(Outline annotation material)
+ + + + + + +

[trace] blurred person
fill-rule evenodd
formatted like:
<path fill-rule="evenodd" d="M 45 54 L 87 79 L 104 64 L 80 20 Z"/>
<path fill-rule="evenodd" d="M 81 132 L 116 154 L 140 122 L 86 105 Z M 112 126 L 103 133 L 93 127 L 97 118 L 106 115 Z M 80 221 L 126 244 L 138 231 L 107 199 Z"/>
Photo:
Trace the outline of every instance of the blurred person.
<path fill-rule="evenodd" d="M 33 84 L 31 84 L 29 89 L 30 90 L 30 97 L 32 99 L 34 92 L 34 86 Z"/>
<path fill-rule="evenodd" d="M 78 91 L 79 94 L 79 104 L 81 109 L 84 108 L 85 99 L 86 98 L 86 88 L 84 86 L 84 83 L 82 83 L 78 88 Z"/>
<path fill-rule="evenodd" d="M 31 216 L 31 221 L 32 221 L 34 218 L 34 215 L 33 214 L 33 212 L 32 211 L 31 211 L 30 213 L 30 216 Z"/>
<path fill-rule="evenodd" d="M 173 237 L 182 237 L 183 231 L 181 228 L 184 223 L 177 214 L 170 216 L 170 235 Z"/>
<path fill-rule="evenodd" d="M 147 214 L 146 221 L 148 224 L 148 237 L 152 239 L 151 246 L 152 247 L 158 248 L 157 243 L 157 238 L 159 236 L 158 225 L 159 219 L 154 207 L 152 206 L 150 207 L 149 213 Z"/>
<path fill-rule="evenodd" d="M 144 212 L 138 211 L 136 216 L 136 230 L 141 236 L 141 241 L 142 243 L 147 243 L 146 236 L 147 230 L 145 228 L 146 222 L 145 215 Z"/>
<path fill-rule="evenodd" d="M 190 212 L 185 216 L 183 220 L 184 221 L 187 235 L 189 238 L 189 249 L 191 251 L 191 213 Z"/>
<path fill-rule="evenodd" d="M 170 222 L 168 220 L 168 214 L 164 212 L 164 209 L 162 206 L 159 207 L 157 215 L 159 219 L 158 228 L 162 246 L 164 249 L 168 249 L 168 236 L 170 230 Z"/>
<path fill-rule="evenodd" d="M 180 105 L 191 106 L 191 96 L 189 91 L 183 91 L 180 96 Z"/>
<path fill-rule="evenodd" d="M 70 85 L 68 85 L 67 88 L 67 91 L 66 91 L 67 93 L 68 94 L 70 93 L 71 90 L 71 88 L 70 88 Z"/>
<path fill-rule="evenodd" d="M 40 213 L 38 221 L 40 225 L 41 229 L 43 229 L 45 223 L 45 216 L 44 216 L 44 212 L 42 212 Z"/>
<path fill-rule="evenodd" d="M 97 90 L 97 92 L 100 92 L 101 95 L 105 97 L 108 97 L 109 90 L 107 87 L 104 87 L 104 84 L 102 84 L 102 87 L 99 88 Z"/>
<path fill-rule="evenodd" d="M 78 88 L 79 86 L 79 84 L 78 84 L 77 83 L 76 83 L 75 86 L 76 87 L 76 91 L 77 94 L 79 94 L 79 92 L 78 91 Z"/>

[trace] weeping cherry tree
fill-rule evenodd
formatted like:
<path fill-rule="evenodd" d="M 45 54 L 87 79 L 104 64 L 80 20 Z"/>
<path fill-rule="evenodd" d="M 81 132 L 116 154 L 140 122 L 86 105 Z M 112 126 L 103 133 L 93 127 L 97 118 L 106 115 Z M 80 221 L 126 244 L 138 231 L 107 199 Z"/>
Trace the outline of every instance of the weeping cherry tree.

+ + + + + + +

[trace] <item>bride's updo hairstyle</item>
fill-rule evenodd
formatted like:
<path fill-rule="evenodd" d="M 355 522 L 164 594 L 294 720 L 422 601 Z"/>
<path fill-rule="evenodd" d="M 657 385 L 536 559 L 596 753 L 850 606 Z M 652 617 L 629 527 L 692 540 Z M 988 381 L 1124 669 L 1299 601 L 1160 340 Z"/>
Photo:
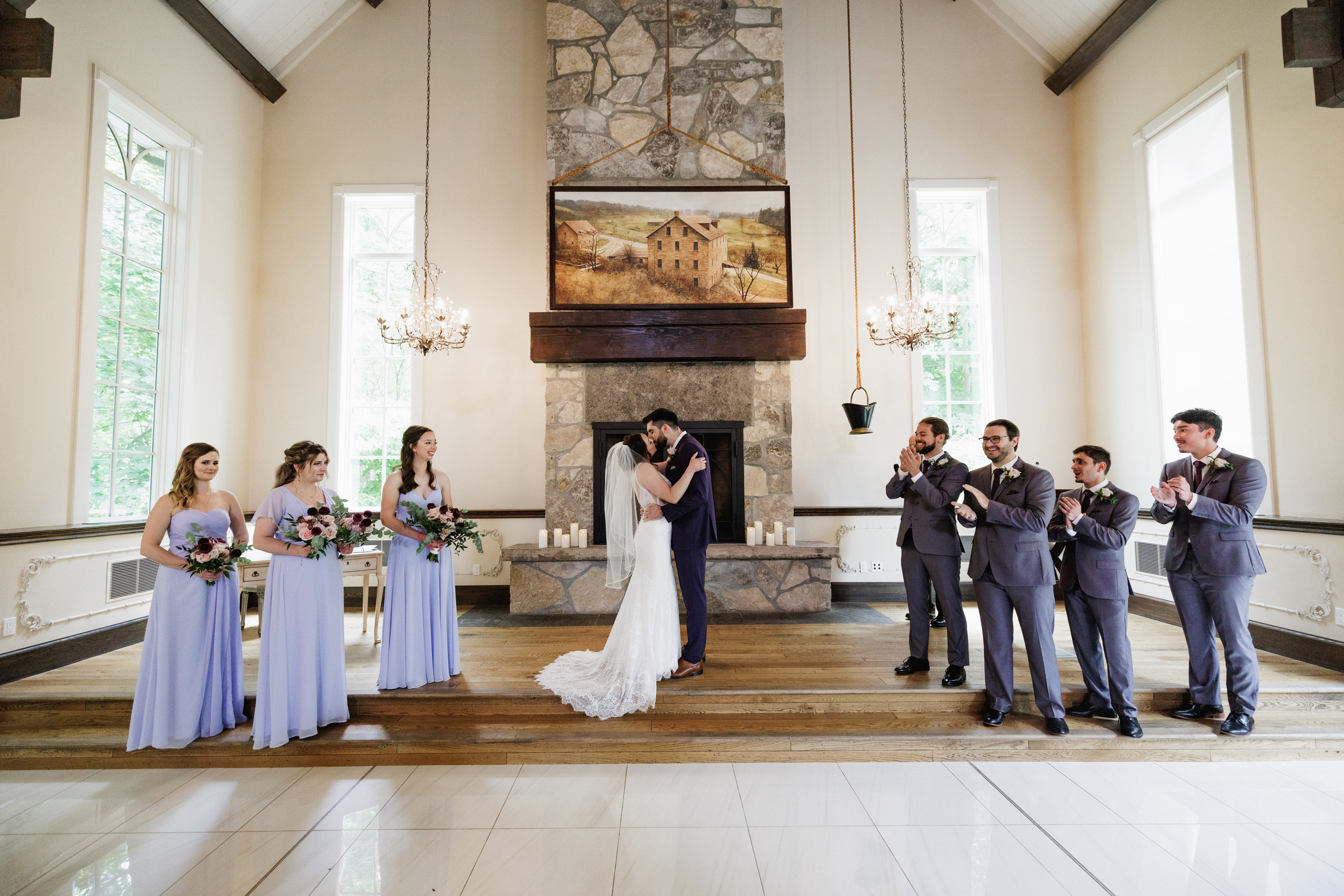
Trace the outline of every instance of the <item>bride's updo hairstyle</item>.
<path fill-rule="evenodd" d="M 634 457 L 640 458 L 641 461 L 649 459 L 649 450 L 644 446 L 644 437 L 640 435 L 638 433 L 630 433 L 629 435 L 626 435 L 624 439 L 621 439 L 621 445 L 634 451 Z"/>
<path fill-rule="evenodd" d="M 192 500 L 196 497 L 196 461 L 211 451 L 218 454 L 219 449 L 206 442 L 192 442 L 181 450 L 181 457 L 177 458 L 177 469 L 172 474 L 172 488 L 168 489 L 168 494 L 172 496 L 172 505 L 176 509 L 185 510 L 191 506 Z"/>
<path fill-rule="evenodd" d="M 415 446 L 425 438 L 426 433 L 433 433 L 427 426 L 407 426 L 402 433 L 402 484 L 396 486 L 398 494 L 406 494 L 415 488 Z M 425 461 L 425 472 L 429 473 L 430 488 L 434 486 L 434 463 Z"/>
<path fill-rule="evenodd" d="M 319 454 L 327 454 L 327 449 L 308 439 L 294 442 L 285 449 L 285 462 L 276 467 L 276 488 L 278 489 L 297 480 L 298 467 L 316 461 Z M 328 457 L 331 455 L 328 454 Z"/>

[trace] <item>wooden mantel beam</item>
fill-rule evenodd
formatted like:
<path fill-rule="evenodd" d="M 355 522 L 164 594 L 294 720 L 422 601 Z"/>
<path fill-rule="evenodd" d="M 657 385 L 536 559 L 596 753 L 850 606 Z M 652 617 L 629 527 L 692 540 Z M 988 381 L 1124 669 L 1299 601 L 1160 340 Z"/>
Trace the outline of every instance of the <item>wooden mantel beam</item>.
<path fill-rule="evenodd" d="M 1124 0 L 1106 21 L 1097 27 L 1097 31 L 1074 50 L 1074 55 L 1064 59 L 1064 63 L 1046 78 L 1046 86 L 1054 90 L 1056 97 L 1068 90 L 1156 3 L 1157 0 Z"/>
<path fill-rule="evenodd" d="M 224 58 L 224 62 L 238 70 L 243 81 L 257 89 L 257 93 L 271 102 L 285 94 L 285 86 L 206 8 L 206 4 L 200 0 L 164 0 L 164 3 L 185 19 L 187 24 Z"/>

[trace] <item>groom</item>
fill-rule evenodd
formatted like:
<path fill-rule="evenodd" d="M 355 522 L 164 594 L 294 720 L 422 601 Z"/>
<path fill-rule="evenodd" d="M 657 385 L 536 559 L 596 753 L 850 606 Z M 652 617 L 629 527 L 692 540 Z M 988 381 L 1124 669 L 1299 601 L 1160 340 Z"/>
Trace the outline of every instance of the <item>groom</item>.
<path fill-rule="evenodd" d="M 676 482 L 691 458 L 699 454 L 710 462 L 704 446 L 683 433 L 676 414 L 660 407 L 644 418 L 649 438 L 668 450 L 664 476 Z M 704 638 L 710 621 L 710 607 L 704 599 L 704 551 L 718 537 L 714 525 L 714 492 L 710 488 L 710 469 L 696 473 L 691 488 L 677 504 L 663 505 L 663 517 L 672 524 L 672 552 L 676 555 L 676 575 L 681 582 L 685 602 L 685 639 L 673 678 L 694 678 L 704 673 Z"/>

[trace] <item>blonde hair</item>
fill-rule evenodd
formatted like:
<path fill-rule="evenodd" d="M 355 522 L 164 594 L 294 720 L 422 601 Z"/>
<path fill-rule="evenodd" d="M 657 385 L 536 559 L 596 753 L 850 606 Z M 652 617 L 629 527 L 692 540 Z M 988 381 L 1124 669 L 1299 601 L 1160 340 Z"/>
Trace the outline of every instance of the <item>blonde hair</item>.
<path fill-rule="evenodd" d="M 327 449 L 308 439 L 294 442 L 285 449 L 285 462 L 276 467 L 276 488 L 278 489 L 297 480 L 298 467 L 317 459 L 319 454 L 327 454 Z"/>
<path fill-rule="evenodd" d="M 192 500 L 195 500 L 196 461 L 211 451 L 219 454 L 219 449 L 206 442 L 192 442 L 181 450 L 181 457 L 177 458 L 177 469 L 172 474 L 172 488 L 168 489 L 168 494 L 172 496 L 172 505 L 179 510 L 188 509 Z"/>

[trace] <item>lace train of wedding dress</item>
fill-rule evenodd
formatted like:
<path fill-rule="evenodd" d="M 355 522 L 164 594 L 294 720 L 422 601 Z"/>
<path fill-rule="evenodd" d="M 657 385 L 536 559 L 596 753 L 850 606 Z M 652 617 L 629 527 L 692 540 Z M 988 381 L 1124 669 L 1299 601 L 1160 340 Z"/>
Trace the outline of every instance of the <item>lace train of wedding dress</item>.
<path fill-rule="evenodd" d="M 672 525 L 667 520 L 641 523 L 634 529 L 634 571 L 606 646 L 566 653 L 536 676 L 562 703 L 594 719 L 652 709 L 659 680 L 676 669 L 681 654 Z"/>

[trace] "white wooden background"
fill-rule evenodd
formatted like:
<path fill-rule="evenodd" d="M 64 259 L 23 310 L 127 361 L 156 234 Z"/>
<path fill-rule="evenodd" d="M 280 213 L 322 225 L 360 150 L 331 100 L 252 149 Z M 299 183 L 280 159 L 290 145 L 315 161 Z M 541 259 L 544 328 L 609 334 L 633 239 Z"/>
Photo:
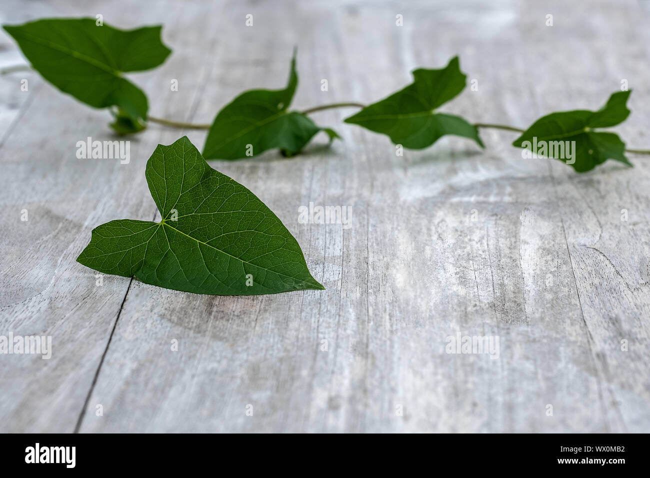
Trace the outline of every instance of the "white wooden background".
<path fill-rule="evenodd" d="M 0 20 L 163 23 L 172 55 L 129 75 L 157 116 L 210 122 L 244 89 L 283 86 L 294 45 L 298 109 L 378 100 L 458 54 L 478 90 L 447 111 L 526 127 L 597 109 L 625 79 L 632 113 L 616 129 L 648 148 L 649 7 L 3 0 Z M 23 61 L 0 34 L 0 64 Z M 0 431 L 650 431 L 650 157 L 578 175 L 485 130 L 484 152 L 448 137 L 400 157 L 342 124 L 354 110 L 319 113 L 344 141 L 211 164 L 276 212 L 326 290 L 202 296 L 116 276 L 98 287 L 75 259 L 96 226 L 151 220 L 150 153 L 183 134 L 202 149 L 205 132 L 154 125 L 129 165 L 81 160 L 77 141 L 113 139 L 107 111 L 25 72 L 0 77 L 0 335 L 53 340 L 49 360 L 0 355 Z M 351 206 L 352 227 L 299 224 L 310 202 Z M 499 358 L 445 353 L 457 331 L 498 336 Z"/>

+ + + + + + +

▶ [Task]: Render the stretch of material from the line containing "[trace] weeping cherry tree" through the line containing "Trace the outline of every instance of the weeping" as a Markdown table. Use the columns Row and Line, number each line, and leave out blank lines.

▶ [The response]:
| Row | Line |
|---|---|
| 1 | [trace] weeping cherry tree |
| 2 | fill-rule evenodd |
| 3 | formatted like: |
| 4 | <path fill-rule="evenodd" d="M 45 54 L 87 79 L 104 64 L 80 20 Z"/> |
| 5 | <path fill-rule="evenodd" d="M 81 132 L 116 154 L 140 122 L 86 105 Z M 112 126 L 103 133 L 93 127 L 97 118 L 106 115 Z M 80 221 L 126 244 L 138 231 L 107 199 Z"/> |
| 6 | Trace the outline of every instance of the weeping cherry tree. |